» WHAT TO PRODUCE
Set down all of the records word for word.

» RECORDS PROVIDED
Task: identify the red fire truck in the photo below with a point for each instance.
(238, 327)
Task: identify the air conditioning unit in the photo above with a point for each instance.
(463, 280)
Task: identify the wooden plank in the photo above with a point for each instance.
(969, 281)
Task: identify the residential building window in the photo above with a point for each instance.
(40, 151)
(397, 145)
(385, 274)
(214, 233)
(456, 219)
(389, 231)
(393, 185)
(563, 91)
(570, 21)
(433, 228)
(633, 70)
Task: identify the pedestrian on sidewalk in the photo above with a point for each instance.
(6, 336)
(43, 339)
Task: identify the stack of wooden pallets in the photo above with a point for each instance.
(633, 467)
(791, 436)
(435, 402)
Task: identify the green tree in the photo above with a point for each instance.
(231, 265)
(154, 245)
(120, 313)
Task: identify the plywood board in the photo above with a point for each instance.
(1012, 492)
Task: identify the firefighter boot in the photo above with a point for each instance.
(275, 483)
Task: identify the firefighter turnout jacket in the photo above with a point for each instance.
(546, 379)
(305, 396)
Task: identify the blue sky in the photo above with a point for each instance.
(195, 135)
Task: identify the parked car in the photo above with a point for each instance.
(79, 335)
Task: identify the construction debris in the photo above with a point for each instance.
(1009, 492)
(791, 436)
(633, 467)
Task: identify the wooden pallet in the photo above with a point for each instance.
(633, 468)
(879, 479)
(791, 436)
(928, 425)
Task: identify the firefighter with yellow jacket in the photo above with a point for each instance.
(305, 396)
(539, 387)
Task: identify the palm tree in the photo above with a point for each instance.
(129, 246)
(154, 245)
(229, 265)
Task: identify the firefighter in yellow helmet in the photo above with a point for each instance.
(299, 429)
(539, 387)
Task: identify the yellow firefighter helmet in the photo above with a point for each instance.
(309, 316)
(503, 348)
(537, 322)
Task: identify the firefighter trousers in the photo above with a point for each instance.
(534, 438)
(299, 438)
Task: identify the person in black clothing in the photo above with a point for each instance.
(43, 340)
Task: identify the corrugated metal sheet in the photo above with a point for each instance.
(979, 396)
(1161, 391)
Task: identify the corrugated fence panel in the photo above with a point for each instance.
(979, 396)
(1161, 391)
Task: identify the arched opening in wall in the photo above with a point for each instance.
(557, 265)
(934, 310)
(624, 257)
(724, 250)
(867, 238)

» OUTPUT FOR THIS TASK
Task: identify the red fire truck in the photo below with a point for each instance.
(238, 327)
Task: identify the air conditioning unit in the photo above with a point for each instance.
(463, 280)
Task: identify the wooden plank in the photo above with a point for each instance.
(969, 281)
Task: identify the residential building window in the photo above with a point for each instance.
(40, 151)
(397, 145)
(385, 274)
(214, 233)
(456, 219)
(389, 231)
(393, 185)
(563, 91)
(570, 21)
(433, 228)
(633, 70)
Task: identify the pedestrian on sidewalk in the photo above with a point for each instance.
(6, 336)
(43, 339)
Task: identify the stack of wooden pallets in the photo above with a point for each instance.
(633, 467)
(791, 436)
(435, 402)
Task: identify the green tree in the photo above with a point for each instance.
(231, 265)
(154, 245)
(120, 313)
Task: identify the plywood board in the photo above with a point for each instance.
(1012, 492)
Task: identify the firefighter boot in the photo above with a point for each instance.
(275, 483)
Task: identify the firefighter turnout jacket in the photo above with a point for each instance.
(546, 379)
(305, 396)
Task: identify the blue sky in the photo above with a point for each instance.
(195, 135)
Task: identify the parked car in the photo above with a point for each instance.
(79, 335)
Task: identify the construction debris in the photo above with a point for each instance.
(1009, 492)
(791, 436)
(633, 467)
Task: identify the wooden pallet in the photo above with a point for each instance.
(633, 468)
(879, 479)
(791, 436)
(928, 425)
Task: identify the firefighter with yellow jacket in the photo above with a point for each instance.
(305, 396)
(539, 387)
Task: identify the palm tree in the photo above with a point for each instance.
(129, 246)
(154, 245)
(229, 265)
Task: identify the firefighter in yellow helmet in the photo above with a point for each instance.
(299, 429)
(539, 387)
Task: identify the yellow firefighter helmet in the photo above with a point for each instance.
(309, 316)
(503, 348)
(537, 322)
Task: identify the firefighter trousers in the photo above with a point for each instance.
(534, 438)
(299, 438)
Task: identify the person in black clothing in the photo above with a point for each instance.
(43, 340)
Task: identify the corrugated metal sheet in the photo above with a point for each instance.
(979, 396)
(1161, 391)
Task: identify the corrugated fence panel in the photo above with a point for each instance.
(979, 396)
(1161, 391)
Task: identify the arched opening in wall in the photo above with a point for each instance.
(557, 265)
(934, 310)
(624, 257)
(724, 250)
(867, 238)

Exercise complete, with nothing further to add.